- _Task set_
• a. In the post on spans and the categorified Heisenberg algebra, which university hosts the Higher Structures in China IV conference?
• b. List everyone the post on spans and the categorified Heisenberg algebra names as an organizer of Higher Structures in China IV.
• c. Write the next few sentences of the post on spans and the categorified Heisenberg algebra, starting right after its last sentence.

- _Passage shown_
"""
Spans and the Categorified Heisenberg Algebra

Posted by John Baez

There’s a nice conference coming up soon in the wild west of China:

  • Higher Structures in China IV, Lanzhou University, August 14-16, 2013, organized by Li Guo, Yanfeng Luo, Weiwei Pan, Yunhe Sheng and Chenchang Zhu.

Chongying Dong is giving a short course on quantum dimensions for vertex operator algebra representations, and quantum Galois theory. Pierre-Louis Curien will give one on higher-dimensional rewriting and applications to coherent presentations of Artin groups. And I’ll give one about spans of groupoids and the combinatorics underlying the key relation in the Heisenberg algebra:

aa =a a+1 a a^\dagger = a^\dagger a + 1

Besides talking about these topics, which form a nice example of categorified algebra, I thought this would be a good chance to familiarize more people with the second column of the periodic table:

  • bicategories
  • monoidal bicategories
  • braided monoidal bicategories
  • sylleptic monoidal bicategories
  • symmetric monoidal bicategories

So, I’ll use Mike Stay’s wonderful diagrams to explain these things. You can see my slides here.

Heisenberg reinvented matrices while discovering quantum mechanics, and the algebra generated by annihilation and creation operators aa and a a^\dagger obeying

aa =a a+1 a a^\dagger = a^\dagger a + 1

was named after him: the Heisenberg algebra. It turns out that matrices arise naturally from ‘spans’, where a span between two objects is just a third object with maps to both those two:

Spans also let you formalize the simple combinatorial interpretation of the equation aa =a a+1 a a^\dagger = a^\dagger a + 1 , namely,

there’s 1 more way to add an element to a set and then remove one than to remove one and then add one.

More recently, Mikhail Khovanov introduced a ‘categorified’ Heisenberg algebra, where this equation holds only up to isomorphism, and this isomorphism obeys new relations of its own.
"""
- _Given data_
"""
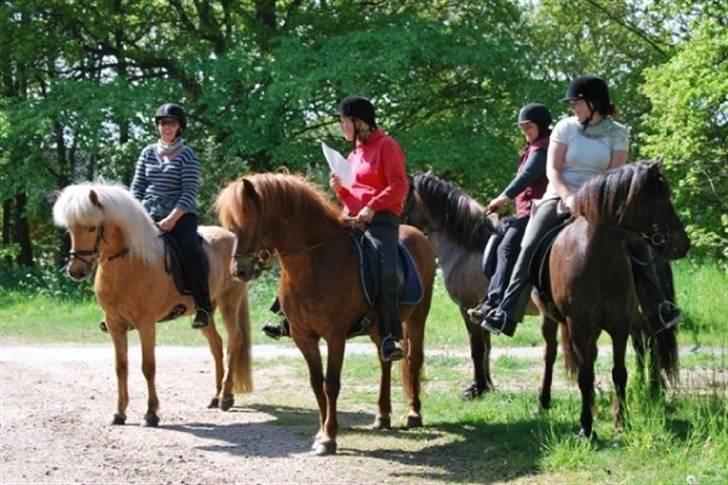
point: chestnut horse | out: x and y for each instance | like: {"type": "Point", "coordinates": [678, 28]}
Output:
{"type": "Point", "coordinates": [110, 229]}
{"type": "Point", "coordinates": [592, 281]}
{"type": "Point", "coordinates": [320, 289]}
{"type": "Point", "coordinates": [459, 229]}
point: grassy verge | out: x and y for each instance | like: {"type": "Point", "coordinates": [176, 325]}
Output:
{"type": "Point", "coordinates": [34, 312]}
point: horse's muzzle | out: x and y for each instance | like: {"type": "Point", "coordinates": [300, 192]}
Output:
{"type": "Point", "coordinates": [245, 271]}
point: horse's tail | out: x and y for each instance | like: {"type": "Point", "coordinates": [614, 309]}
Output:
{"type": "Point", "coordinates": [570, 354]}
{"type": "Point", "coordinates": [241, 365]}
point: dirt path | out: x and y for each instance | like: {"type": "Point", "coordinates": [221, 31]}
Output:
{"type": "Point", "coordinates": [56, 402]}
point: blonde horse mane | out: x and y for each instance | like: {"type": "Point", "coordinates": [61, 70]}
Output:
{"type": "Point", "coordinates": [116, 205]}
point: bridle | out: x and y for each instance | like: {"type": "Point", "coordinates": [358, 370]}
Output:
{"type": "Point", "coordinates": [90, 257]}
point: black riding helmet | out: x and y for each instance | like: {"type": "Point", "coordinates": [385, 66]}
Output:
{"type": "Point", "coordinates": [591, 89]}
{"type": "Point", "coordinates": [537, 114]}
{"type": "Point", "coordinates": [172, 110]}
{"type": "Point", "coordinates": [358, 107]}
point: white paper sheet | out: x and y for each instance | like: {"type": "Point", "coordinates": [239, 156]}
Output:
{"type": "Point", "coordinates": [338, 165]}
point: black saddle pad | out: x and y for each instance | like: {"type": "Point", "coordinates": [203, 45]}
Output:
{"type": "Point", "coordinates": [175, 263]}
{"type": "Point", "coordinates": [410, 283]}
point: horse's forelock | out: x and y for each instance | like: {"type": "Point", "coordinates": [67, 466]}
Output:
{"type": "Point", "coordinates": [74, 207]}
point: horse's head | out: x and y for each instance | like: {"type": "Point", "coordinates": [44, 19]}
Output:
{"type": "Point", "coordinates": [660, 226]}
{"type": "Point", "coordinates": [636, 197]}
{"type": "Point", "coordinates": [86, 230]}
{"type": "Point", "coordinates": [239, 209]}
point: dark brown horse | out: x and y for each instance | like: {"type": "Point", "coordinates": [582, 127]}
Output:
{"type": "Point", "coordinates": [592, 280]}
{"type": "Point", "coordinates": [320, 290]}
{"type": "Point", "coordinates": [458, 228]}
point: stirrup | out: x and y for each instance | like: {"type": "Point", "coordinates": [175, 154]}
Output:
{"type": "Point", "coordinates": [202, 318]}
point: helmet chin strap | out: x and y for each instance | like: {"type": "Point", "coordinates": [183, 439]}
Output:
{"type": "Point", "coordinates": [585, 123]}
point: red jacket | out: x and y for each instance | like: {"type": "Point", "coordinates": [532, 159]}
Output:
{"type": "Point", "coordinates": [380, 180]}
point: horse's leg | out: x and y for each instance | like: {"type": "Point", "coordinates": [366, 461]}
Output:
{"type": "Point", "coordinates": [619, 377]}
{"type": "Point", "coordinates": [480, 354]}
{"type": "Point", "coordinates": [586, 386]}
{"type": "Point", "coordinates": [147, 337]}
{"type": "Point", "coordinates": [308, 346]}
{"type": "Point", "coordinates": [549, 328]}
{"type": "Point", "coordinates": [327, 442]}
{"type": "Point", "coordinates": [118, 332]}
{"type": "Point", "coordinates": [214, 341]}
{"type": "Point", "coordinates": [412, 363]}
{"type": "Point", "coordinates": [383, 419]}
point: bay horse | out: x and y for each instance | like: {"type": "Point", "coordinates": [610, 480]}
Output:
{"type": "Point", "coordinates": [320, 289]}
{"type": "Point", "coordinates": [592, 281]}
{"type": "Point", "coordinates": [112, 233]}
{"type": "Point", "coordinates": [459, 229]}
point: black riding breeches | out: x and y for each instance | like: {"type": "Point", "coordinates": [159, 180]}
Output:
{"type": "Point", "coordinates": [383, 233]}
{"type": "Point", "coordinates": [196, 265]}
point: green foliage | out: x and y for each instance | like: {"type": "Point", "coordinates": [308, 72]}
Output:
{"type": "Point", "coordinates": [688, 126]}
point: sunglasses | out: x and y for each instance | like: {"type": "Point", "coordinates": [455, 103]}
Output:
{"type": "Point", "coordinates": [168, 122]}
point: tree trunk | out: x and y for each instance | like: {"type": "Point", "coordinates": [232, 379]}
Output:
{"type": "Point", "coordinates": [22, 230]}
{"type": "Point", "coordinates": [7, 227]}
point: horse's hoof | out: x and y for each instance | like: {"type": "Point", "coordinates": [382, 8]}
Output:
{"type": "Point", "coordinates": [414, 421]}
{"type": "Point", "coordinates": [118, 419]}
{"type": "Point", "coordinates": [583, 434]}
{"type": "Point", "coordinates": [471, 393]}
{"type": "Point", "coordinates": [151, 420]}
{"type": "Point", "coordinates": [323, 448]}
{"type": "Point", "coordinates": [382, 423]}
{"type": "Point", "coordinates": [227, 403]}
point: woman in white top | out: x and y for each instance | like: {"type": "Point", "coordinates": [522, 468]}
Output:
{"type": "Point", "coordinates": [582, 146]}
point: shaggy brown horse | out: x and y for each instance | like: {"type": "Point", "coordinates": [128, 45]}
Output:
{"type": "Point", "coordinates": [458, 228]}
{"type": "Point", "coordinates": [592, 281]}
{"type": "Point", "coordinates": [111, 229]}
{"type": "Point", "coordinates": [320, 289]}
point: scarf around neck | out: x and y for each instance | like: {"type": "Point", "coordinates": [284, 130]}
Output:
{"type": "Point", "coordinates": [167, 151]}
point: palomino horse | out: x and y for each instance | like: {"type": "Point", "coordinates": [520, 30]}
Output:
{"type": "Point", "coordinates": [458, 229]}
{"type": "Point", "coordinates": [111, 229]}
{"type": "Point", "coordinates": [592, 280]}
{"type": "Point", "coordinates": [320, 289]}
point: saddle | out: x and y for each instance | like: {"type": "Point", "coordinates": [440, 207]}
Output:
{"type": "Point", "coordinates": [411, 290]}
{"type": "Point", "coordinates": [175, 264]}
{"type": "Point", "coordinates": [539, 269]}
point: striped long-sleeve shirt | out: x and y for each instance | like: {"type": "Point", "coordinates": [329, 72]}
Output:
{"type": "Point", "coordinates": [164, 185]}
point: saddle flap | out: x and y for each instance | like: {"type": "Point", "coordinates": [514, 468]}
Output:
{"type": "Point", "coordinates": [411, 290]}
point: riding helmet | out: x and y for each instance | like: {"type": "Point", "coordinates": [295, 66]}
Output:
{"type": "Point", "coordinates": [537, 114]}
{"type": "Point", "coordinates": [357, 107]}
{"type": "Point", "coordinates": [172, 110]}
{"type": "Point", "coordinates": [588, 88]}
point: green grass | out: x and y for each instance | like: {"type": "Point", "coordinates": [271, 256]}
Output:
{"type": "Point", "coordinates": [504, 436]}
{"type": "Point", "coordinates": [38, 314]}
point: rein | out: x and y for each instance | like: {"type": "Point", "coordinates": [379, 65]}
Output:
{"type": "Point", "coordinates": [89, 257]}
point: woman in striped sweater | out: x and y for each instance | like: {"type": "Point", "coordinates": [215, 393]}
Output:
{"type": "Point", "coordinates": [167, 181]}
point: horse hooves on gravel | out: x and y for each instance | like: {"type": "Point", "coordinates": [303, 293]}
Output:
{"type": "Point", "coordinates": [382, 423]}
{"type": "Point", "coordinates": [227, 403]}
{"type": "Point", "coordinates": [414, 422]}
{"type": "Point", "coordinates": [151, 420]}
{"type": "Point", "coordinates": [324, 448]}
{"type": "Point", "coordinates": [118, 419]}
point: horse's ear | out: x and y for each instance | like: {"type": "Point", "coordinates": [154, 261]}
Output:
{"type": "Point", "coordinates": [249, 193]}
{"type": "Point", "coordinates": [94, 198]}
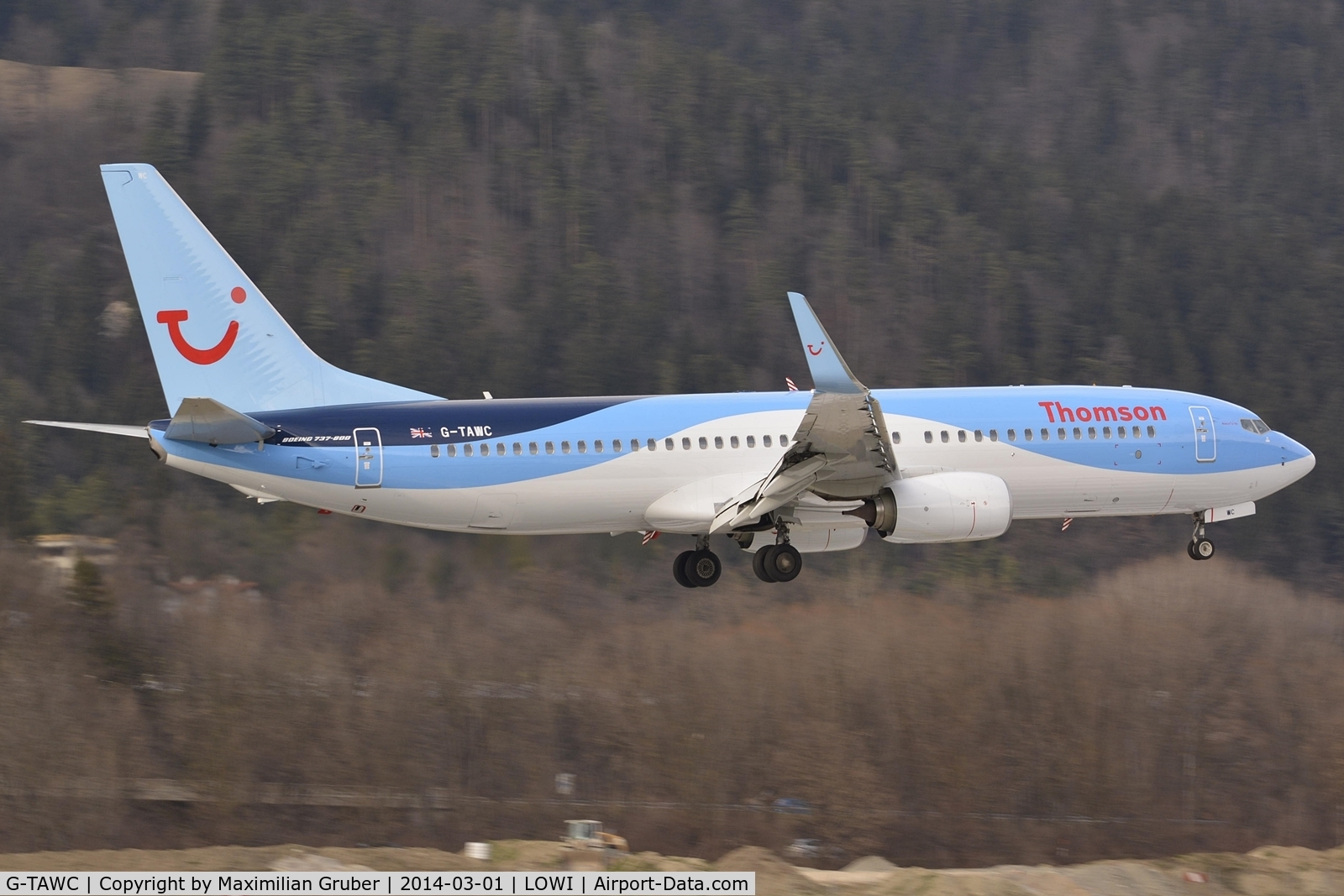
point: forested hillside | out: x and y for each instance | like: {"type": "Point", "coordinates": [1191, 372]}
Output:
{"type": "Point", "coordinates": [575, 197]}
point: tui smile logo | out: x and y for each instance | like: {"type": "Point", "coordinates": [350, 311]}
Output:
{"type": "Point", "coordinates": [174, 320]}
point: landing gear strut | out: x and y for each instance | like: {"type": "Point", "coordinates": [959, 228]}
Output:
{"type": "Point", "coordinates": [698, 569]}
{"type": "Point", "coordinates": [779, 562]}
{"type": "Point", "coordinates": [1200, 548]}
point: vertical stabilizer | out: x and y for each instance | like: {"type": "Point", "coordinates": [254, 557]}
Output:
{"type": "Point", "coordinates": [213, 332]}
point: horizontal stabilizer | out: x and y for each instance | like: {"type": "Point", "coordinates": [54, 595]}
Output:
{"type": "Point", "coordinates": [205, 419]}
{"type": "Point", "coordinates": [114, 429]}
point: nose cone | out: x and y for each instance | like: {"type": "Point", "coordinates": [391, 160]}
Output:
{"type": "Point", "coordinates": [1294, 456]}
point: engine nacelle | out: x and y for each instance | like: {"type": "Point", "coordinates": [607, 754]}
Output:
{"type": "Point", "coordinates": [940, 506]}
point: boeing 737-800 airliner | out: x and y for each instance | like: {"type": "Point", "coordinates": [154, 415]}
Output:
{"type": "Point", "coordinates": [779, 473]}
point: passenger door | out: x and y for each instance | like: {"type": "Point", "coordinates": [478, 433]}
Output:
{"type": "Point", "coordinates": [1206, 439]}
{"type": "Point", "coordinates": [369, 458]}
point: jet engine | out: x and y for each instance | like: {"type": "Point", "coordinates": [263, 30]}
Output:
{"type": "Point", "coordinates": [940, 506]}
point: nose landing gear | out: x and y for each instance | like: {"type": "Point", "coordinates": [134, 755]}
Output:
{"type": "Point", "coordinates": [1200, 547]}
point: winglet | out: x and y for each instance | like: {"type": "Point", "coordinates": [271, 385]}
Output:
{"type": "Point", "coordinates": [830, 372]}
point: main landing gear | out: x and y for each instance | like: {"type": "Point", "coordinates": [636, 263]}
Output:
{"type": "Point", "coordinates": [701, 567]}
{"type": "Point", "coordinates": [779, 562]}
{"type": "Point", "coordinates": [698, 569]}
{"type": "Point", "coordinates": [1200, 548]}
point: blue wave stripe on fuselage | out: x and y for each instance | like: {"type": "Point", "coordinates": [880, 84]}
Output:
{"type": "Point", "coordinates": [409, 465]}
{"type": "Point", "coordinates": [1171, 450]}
"""
- _Responses per task_
• a. Lanzhou University

• b. Li Guo, Yanfeng Luo, Weiwei Pan, Yunhe Sheng, Chenchang Zhu

• c.
The meaning of these new relations was initially rather mysterious, at least to me. However, Jeffrey Morton and Jamie Vicary have shown that these, too, have a nice interpretation in terms of spans. We can begin to formalize this using the work of Alex Hoffnung and Mike Stay, who have shown that spans of groupoids are morphisms in a symmetric monoidal bicategory.

Here are the slides:

Part 1 – How Jeffrey Morton and Jamie Vicary categorified the Heisenberg algebra using spans of groupoids.

Part 2 – The definition of symmetric monoidal bicategory, following Mike Stay.

Part 3 – How the categorified Heisenberg algebra shows up in the theory of Young diagrams and Schur functors.

For more on this subject try these papers:

For more on the physics of spans, try this other talk of mine:

The pictures of creation and annihilation spans above are by Jeffrey Morton. The truncated shuffle polytope, a coherence law in the definition of braided monoidal bicategory, was drawn by Mike Stay. The Young diagrams with arrows showing the action of the categorified creation operator were drawn by Jeffrey Morton and Jamie Vicary.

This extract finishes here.